» **Source passage**:
::::

Get started with Databricks as a data engineer
The goal of a data engineer is to take data in its most raw form, enrich it, and make it easily available to other authorized users, typically data scientists and data analysts. This quickstart walks you through ingesting data, transforming it, and writing it to a table for easy consumption.
Before you begin
Before you can run through this quickstart, you must have:
Access to a Databricks workspace. For more information, see Sign up for a free trial and Set up your Databricks account and create a workspace.
Permission to create a cluster in that Databricks workspace.
Data Science & Engineering UI

From the sidebar at the left and the Common Tasks list on the landing page, you access fundamental Databricks Data Science & Engineering entities: the Workspace, clusters, tables, notebooks, jobs, and libraries. The Workspace is the special root folder that stores your Databricks assets, such as notebooks and libraries, and the data that you import.
Use the sidebar
You can access all of your Databricks assets using the sidebar. The sidebar’s contents depend on the selected persona: Data Science & Engineering, Machine Learning, or SQL.
By default, the sidebar appears in a collapsed state and only the icons are visible. Move your cursor over the sidebar to expand to the full view.
To change the persona, click the icon below the Databricks logo
, and select a persona.
To pin a persona so that it appears the next time you log in, click
next to the persona. Click it again to remove the pin.
Use Menu options at the bottom of the sidebar to set the sidebar mode to Auto (default behavior), Expand, or Collapse.
Step 1: Create a cluster
In order to do exploratory data analysis and data engineering, you must first create a cluster of computation resources to execute commands against.
Log into Databricks and make sure you’re in the Data Science & Engineering workspace.

::::

» **Dataset extract**:
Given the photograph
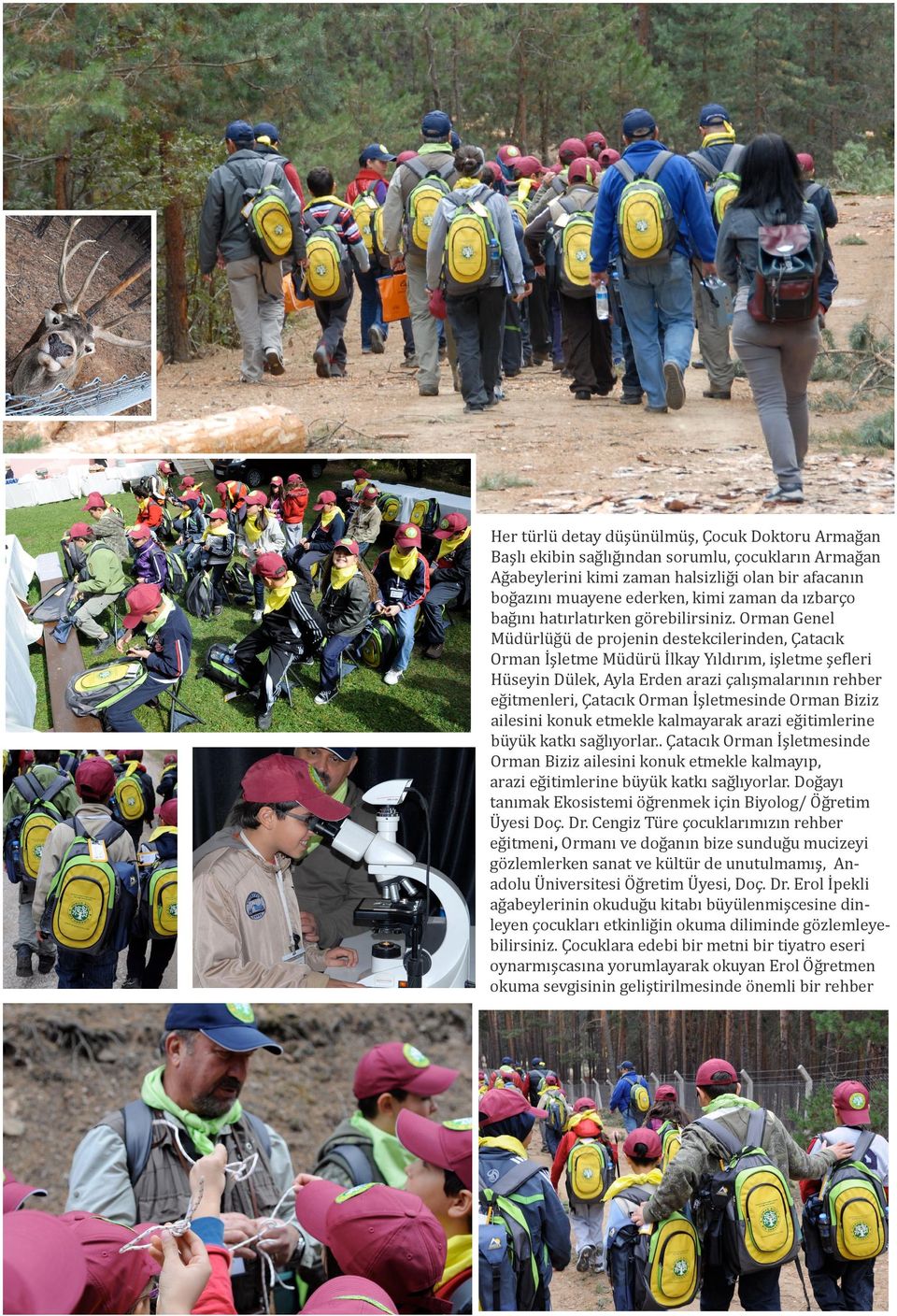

::::

» **Set task**:
Could you pick up the Databricks quickstart after its final sentence and keep it going? The data has no connection to the Databricks quickstart.

» **The reply**:
In the sidebar, click
Compute.
On the Compute page, click Create Cluster.
On the Create Cluster page, specify the cluster name Quickstart, accept the remaining defaults, and click Create Cluster.
Step 2: Ingest data
The easiest way to ingest your data into Databricks is to use the Create Table Wizard. In the sidebar, click Data and then click the Create Table button.

On the Create New Table dialog, drag and drop a CSV file from your computer into the Files section. If you need an example file to test, download the diamonds dataset to your local computer and drag it to upload.

Click the Create Table with UI button.
Select the Quickstart cluster you created in step 2.
Click the Preview Table button.
Scroll down to see the Specify Table Attributes section and preview the data.
Select the First row is header option.
Select the Infer Schema option.
Click Create Table.
You have successfully created a Delta Lake table that can be queried.
Additional data ingestion options
Alternatively, you can click the Create Table in Notebook button to inspect and modify code in a notebook to create a table. You can use this technique to generate code for ingesting data from other data sources such as Redshift, Kinesis, or JDBC by clicking the Other Data Sources selector.
If there are other data sources to ingest data from, like Salesforce, you can easily leverage Databricks partner by clicking Partner Connect in the sidebar. When you select a partner from Partner Connect, you can connect the partner’s application to Databricks and even start a free trial if you are not already a customer of the partner. See Databricks Partner Connect guide.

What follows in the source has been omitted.